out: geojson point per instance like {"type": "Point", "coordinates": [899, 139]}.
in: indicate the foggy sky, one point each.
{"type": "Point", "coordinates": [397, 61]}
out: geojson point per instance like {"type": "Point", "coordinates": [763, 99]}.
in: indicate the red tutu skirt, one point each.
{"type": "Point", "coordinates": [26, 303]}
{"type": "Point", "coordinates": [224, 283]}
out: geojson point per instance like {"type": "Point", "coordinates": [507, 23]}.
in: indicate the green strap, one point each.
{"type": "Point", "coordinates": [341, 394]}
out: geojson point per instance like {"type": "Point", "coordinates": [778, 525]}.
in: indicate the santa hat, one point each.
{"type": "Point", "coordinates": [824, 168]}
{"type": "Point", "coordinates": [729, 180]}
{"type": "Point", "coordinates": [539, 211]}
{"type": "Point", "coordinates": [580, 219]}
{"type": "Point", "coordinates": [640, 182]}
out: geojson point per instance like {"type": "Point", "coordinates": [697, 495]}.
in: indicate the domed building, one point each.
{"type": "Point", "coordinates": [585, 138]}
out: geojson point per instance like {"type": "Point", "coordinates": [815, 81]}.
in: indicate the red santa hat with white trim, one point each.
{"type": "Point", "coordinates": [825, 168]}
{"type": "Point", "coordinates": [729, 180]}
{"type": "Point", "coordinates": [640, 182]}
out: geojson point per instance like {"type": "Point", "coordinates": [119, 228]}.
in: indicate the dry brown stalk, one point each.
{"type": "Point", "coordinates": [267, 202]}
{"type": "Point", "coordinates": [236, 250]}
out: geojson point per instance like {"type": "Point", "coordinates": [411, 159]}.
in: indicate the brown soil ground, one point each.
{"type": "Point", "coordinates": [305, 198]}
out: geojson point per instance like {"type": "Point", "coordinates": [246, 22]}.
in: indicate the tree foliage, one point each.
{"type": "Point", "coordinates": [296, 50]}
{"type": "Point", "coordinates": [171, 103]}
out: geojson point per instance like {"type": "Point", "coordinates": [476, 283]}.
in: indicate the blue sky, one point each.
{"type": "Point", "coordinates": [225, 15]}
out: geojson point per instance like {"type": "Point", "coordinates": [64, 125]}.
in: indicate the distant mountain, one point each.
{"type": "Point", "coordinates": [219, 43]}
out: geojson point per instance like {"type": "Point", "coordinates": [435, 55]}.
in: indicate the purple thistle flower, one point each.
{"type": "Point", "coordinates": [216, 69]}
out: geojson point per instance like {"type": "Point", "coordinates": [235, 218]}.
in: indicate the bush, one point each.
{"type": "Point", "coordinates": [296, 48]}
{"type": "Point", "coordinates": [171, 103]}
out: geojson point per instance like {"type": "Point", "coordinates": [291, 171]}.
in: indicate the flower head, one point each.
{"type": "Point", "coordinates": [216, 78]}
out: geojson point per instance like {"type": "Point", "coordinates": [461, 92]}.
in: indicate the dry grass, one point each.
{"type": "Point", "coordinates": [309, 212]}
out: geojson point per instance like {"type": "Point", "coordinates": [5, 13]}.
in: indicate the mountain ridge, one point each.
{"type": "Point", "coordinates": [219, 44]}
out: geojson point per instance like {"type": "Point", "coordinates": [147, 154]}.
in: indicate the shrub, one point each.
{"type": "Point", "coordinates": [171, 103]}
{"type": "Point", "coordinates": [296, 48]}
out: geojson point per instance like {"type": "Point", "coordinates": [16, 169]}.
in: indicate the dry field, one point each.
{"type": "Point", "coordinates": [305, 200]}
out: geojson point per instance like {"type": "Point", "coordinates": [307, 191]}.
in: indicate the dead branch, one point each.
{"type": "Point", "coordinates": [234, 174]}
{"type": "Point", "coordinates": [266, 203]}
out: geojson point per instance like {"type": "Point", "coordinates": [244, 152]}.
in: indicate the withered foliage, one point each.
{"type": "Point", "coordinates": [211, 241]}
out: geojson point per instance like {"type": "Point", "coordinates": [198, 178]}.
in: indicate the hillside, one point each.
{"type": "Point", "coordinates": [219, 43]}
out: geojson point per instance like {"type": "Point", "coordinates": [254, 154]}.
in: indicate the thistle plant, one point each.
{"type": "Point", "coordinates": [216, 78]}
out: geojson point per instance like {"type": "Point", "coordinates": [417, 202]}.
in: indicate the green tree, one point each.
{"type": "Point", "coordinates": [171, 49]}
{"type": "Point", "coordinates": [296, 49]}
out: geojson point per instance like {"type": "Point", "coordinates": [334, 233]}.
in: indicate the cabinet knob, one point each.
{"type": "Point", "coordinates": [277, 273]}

========

PROBLEM DETAILS: Count the lines of the entries above that contain the word "tree", treating uppercase and lowercase as different. Reply with the number alone.

RESULT OF THE TASK: 2